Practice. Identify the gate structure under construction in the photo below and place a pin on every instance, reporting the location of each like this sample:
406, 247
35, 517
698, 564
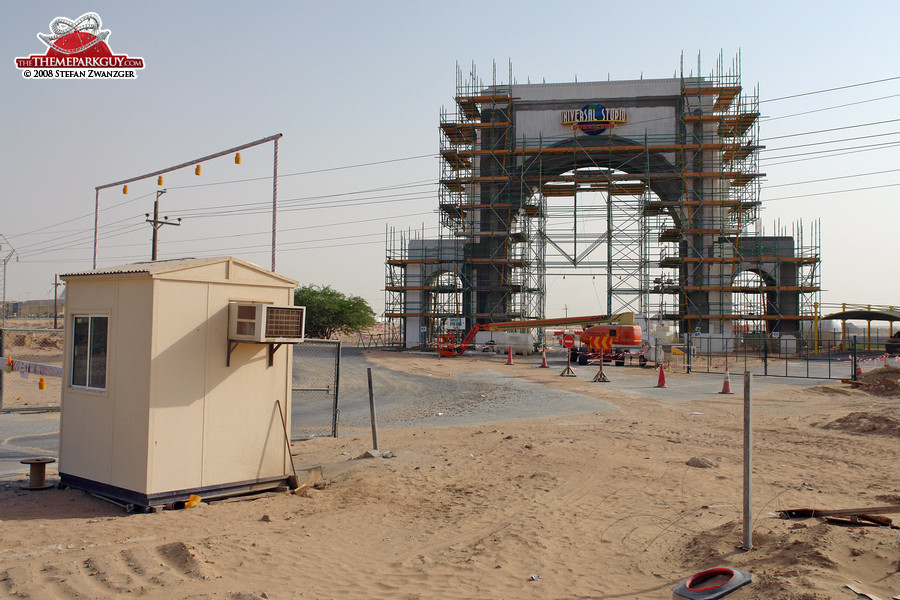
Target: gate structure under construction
651, 184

####################

* _YOUR OBJECTIVE_: Gather every line of the records that contains the word "under".

* _WRITTEN RESPONSE_:
Practice. Identify the gate structure under construction in the photo below and place a pin on every instance, reporting the location of each like this sample:
Target: gate structure under construction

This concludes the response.